- Education: University of Delaware
- Spouse: Scott White
- Scientific career
- Fields: Materials science and engineering, molecular and electronic nanostructures
- Workplaces: University of Illinois at Urbana–Champaign
- Doctoral advisor: Roy McCullough

= Nancy Sottos =

American materials scientist

Nancy Sottos is an American materials scientist and professor of engineering. She is the Swanlund Endowed Chair and the head of the Department of Materials Science and Engineering at the University of Illinois at Urbana–Champaign. She is also a co-chair of the Molecular and Electronic Nanostructures Research Theme at the Beckman Institute for Advanced Science and Technology. She heads the Sottos Research Group.

Sottos studies deformation and failure of materials at mesoscale, microscale, and nanoscale levels, and has made significant contributions in self-healing material, advanced polymer matrix composites, and thin films. She is a pioneer in the area of adaptive materials, creating the first self-healing polymers with Jeffrey S. Moore, Scott R. White, and others as of 2000.

Excerpt from a dataset:
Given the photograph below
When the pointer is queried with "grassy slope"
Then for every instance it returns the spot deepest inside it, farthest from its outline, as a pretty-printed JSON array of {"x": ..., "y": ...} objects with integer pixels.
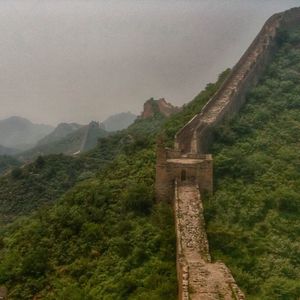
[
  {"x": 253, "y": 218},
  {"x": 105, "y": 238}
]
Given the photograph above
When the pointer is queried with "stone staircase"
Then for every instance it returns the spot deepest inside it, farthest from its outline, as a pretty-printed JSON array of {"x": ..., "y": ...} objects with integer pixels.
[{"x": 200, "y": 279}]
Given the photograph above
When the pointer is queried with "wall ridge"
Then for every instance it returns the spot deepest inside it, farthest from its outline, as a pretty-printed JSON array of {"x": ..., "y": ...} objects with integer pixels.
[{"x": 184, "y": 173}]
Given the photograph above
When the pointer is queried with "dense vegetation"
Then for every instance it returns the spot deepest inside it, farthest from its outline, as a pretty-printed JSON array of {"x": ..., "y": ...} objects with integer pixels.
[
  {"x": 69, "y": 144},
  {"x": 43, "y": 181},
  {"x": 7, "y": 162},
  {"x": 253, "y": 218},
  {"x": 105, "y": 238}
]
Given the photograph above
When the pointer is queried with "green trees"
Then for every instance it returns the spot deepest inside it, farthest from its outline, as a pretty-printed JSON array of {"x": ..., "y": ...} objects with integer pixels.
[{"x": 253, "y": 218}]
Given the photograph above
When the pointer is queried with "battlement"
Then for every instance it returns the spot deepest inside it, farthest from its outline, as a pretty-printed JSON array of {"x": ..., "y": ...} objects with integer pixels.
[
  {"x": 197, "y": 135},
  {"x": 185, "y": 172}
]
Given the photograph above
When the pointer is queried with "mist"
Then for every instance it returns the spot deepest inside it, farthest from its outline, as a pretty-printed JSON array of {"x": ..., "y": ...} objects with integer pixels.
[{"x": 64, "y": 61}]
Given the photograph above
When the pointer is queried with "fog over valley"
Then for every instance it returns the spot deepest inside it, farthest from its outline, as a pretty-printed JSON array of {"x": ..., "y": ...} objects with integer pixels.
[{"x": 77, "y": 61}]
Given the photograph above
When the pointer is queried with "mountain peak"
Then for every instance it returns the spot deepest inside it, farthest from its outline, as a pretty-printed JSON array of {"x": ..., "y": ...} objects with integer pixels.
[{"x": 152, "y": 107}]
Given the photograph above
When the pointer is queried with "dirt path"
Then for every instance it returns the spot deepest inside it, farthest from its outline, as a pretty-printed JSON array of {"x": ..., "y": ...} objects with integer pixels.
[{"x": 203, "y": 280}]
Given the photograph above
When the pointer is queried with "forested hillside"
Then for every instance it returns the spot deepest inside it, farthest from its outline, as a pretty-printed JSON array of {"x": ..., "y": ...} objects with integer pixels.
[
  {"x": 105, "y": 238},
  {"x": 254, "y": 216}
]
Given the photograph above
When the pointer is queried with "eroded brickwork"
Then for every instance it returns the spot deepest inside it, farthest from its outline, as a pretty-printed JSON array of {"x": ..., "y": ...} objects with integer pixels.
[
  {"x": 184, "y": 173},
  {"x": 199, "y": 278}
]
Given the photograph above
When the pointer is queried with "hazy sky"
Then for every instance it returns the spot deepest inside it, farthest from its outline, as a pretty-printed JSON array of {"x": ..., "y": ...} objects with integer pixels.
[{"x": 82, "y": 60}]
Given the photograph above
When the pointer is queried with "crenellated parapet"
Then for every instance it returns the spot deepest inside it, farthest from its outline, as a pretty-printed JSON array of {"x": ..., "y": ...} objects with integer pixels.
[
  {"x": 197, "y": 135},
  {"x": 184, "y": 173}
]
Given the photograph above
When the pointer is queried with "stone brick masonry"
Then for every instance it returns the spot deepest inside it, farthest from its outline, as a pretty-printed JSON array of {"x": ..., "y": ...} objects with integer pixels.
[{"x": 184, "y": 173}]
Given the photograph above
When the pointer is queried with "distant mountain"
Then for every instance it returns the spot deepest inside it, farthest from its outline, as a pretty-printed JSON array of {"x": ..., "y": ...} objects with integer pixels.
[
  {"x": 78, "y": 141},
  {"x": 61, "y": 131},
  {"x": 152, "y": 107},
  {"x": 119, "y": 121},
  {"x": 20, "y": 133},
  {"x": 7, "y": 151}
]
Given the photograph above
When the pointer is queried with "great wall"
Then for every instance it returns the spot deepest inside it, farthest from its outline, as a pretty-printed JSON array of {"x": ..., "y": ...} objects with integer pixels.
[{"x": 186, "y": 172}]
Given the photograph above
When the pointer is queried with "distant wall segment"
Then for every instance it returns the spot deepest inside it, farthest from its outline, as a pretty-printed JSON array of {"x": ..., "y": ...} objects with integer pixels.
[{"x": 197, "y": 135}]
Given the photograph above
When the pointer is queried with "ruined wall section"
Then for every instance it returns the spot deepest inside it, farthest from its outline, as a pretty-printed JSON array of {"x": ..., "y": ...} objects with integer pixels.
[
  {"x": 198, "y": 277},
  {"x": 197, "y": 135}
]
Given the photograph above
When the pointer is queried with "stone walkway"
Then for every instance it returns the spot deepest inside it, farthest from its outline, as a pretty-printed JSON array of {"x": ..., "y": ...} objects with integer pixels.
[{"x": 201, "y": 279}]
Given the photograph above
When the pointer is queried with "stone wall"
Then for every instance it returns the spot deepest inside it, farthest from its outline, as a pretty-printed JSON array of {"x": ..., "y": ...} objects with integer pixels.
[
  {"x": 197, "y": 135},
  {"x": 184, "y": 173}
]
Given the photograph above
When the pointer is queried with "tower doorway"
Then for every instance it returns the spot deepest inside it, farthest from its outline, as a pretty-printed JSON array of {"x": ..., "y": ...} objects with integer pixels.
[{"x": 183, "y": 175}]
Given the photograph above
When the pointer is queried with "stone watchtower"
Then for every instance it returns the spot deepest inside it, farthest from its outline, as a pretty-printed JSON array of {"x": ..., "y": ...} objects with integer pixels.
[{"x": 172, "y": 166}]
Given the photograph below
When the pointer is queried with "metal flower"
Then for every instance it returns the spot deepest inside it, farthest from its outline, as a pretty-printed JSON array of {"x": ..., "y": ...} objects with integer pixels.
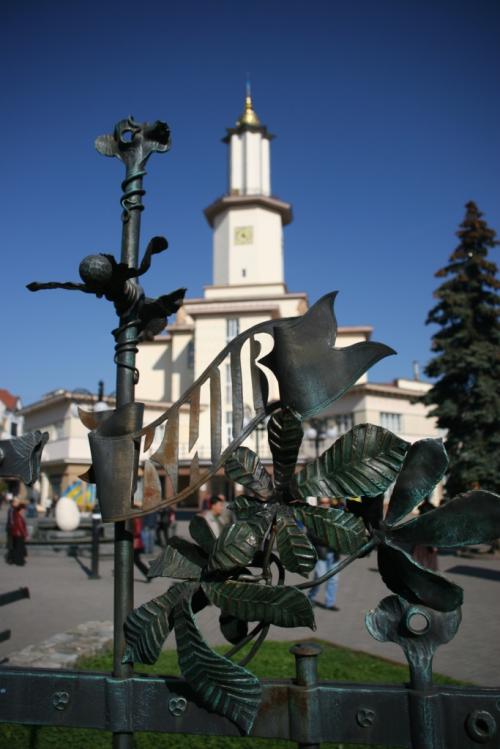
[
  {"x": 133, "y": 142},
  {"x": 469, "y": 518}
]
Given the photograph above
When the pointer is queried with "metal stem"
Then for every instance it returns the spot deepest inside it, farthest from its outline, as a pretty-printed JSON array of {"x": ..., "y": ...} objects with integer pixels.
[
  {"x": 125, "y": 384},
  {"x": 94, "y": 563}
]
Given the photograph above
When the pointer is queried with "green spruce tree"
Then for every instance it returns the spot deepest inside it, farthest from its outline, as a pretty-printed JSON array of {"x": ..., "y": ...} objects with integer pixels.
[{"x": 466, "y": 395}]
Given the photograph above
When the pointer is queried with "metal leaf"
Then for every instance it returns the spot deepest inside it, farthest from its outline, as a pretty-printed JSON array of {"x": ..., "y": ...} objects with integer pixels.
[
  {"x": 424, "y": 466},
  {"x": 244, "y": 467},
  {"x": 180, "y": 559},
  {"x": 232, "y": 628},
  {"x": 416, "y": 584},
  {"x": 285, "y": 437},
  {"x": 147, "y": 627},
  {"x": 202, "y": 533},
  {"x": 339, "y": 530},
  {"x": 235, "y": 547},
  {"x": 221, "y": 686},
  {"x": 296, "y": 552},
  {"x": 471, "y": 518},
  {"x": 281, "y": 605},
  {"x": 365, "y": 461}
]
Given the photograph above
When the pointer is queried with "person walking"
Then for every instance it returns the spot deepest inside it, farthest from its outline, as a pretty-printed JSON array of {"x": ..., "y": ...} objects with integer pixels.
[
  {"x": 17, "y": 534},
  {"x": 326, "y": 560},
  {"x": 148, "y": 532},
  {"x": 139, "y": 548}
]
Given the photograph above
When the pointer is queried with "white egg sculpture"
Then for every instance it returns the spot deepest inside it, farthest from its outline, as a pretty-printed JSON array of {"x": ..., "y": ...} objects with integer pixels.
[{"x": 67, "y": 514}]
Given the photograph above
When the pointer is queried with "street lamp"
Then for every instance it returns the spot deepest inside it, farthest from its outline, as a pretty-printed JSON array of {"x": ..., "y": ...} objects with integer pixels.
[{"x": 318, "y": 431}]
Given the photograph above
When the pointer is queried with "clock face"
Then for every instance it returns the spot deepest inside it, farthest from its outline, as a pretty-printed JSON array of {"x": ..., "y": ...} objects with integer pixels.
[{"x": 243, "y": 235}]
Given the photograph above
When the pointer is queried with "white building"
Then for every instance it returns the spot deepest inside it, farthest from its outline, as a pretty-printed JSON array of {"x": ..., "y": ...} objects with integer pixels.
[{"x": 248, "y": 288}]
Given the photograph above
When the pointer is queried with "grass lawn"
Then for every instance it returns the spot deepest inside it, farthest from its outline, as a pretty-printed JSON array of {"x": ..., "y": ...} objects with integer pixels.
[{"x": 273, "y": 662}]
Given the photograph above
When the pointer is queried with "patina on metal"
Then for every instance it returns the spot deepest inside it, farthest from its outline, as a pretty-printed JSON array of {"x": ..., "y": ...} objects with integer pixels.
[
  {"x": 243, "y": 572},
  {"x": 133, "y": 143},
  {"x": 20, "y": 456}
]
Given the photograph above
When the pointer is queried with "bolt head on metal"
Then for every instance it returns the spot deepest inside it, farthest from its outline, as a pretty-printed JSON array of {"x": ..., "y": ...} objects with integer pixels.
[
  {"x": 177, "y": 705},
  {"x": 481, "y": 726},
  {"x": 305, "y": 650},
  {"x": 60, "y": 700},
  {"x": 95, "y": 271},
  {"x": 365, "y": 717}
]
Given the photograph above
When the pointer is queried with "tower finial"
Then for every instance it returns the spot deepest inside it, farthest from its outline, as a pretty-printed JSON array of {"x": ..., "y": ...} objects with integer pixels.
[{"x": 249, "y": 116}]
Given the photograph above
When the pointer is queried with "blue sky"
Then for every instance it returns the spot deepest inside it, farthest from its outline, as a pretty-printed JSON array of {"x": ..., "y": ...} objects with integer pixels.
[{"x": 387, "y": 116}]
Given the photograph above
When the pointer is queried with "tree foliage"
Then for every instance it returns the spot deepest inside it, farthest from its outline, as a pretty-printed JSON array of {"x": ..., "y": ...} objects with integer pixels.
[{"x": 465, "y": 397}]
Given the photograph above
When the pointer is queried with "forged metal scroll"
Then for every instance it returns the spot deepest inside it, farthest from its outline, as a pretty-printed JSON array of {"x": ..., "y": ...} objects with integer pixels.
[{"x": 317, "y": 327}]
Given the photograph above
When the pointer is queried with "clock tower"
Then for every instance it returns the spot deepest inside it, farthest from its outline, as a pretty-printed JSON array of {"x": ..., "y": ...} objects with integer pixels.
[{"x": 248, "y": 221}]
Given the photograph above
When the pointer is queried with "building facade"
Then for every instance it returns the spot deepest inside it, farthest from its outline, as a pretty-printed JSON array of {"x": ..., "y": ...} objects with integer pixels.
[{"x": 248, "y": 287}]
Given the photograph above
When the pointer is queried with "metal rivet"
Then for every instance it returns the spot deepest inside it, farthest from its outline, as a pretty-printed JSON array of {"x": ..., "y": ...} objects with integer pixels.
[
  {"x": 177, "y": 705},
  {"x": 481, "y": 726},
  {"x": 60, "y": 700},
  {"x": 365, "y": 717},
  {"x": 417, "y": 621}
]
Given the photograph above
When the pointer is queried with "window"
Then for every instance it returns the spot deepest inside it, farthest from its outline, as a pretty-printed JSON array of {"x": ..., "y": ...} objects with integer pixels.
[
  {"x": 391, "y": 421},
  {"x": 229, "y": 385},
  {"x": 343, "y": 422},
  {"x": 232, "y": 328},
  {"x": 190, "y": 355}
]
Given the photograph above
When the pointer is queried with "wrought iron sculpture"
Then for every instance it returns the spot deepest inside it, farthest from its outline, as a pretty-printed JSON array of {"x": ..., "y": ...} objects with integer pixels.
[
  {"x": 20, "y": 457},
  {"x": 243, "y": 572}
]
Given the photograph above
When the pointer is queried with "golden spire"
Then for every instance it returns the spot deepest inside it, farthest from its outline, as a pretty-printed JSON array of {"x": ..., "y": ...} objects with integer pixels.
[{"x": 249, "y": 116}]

What the task requires: According to the text about Nancy Sottos, which department does she head at the University of Illinois at Urbana–Champaign? The items have no connection to the text.

Task output: The Department of Materials Science and Engineering.